グリーンレーサー「あんたが『待ちやがれ』や、もう」
ブルーレーサー「カ~~、レンジャー」
イエローレーサー「もう、1人で出てっちゃうんだから!」
ピンクレーサー「カーレンジャーのリーダーなんでしょ?」
レッドレーサー「リーダー……」

 「カーレンジャーのリーダーとしての自覚次第だ」

レッドレーサー「リーダー…… リーダー…… リーダー!!!」
ギューリー「な、何だ?」
レッドレーサー「うおお、行きまーす!!」
4人「あっ……」
ギューリー「ワンパー!!」

またも1人で突っ走るレッドレーサーが、襲い来るワンパーの大群を1人だけで迎え撃つ。

イエローレーサー「熱く戦うレッドレーサー……」
ブルーレーサー「1人で張り切っているようにも見えます」
グリーンレーサー「とりあえず俺らも戦うぞ!」

4人も戦いに加わるが、レッドレーサーが次々に見せ場を横取りしてしまう。

レッドレーサー「危ない、ブルーレーサー!!」
ブルーレーサー「わたくしの敵です! ちょっと…… お任せくださいってば……」
レッドレーサー「イエローレーサー、大丈夫か!?」
イエローレーサー「レッドレーサー……」
レッドレーサー「ピンクレーサー、大丈夫か!? 下がって!!」
ピンクレーサー「あっ…… 全然危なくないのに!」
グリーンレーサー「オート」
レッドレーサー「パニッシャー!!」
グリーンレーサー「おい、パニッシャーは俺が撃つつもりやったのに……」
==========
上のカーレンジャーの台本を、最後のせりふの後から書き継ぐこと。

提供リスト:
==========
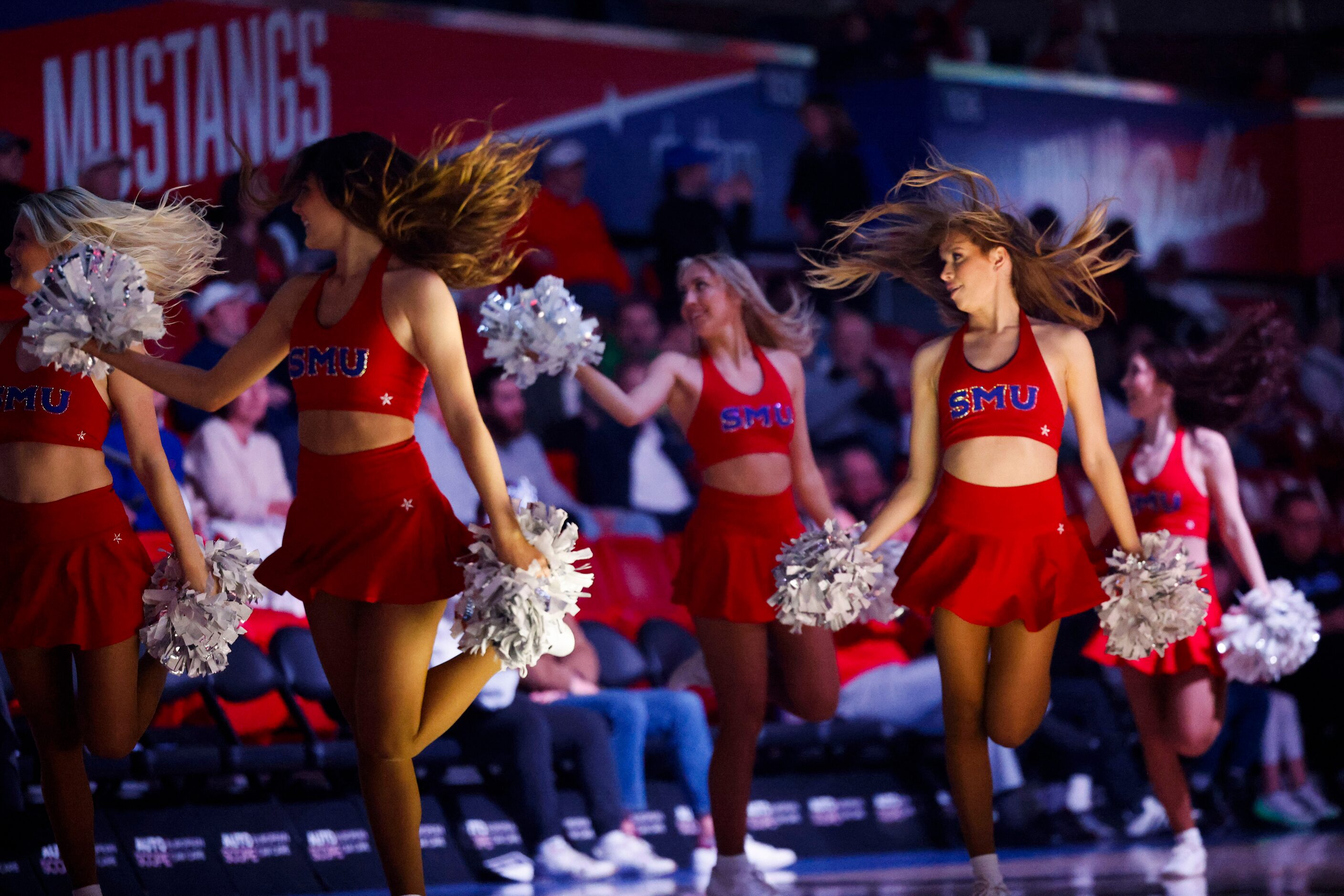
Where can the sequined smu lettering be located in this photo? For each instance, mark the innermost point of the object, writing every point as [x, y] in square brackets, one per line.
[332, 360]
==========
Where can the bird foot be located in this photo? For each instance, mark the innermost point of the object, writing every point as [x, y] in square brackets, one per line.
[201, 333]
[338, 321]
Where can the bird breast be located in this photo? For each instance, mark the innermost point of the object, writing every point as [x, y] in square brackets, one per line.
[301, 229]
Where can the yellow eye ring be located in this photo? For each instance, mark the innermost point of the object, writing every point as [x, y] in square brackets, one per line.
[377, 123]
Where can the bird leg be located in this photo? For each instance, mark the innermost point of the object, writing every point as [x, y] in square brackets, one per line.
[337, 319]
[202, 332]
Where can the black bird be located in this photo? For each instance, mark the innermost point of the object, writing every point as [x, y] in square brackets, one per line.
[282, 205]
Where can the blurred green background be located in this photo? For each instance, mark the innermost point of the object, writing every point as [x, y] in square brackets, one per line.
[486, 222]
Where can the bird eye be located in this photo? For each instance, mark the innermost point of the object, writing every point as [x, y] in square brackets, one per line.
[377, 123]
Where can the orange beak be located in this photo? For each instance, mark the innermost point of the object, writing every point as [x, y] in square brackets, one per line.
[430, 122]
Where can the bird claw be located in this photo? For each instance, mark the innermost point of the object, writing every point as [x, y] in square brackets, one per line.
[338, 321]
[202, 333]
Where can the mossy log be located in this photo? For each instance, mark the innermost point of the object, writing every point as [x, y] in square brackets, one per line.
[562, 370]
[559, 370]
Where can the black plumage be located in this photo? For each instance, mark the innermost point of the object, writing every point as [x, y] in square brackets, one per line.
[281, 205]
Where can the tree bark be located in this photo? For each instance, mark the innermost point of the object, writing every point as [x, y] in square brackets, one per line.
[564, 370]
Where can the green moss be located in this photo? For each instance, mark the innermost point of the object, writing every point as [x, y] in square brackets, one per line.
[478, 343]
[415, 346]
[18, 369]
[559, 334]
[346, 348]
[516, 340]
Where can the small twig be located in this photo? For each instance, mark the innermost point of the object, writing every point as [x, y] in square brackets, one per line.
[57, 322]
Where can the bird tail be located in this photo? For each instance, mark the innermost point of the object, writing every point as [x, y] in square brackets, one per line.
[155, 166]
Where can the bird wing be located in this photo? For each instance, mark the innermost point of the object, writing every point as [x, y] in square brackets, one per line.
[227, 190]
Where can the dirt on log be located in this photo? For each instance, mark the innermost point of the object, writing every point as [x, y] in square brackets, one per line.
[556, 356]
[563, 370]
==========
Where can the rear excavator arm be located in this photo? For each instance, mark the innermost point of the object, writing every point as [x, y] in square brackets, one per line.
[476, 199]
==========
出力:
ギューリー「今の内だギューリー」

ZZギューリーが再度、宝苑へ。

ギューリー「オイキムチを出せギューリー!」
店主「ああ、待ってください! 韓国に行けば、うちの店よりもっとおいしいオイキムチがありますよ」
ギューリー「韓国?」
店主「うん。あっ、そうだ」

店主が地球儀を見せる。

店主「こう行って、」

日本列島から右へ指を進め──

店主「ここです!」

韓国ではなく、北朝鮮・ピョンヤンの位置を指さす店主。


それから、BBサロン──

ガイナモ「よーし、待ってろZZギューリー! ゼルモダ、用意はいいか?」

バリバリアン内のドックでは、鹵獲されたRVロボの改修作業が続いている。

グラッチ「ボーゾック乾電池、オーライ!」

RVロボの腰に、ボーゾック乾電池を入れたケースがセットされた。
RVロボの両目が邪悪な光を発する。

グラッチ「よし、OKだ」
ゼルモダ「よっしゃ。ガイナモ、こちら準備OK」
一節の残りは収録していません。